>> START TEXT SEGMENT
# K & N Oil filters



## treczech (Mar 24, 2006)

Anyone used these filters and any one with results or comments
(plus/negative)??


----------



## stratclub (Feb 3, 2007)

*Re: K & N Oil filters (treczech)*

Waste of money. Stock air filters have plenty of capacity, even if you do some performance mods. Also K&Ns, if even slightly over oiled can damage heated film type MAFs.


----------



## johnboy07 (May 18, 2008)

not to be a jack ass but he was asking about oil filter not air filter


----------



## ghostinator (Aug 16, 2008)

Not worth the money


----------



## 2000Jet1.8T (Mar 25, 2009)

I use them and they work well. I figure if I'm gonna keep my oil in there for at least 5K I should be running a good filter. They are pricey and I may be switching to NAPA Gold which I hear is made by WIX and they make very good filters.


----------



## samc (Jan 15, 2002)
>> END TEXT SEGMENT
● TASK TO CARRY OUT:
Quote the K&N oil filter thread word for word from "Waste of money." to "film type MAFs.". The material that follows the K&N oil filter thread stands apart from it.
>> START DATA SUPPLIED
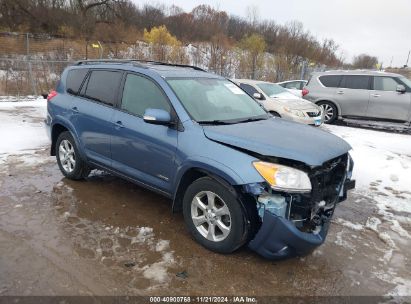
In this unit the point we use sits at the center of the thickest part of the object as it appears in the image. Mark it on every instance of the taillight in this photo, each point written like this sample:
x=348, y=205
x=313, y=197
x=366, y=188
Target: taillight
x=51, y=95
>> END DATA SUPPLIED
● EXERCISE RESPONSE:
Waste of money. Stock air filters have plenty of capacity, even if you do some performance mods. Also K&Ns, if even slightly over oiled can damage heated film type MAFs.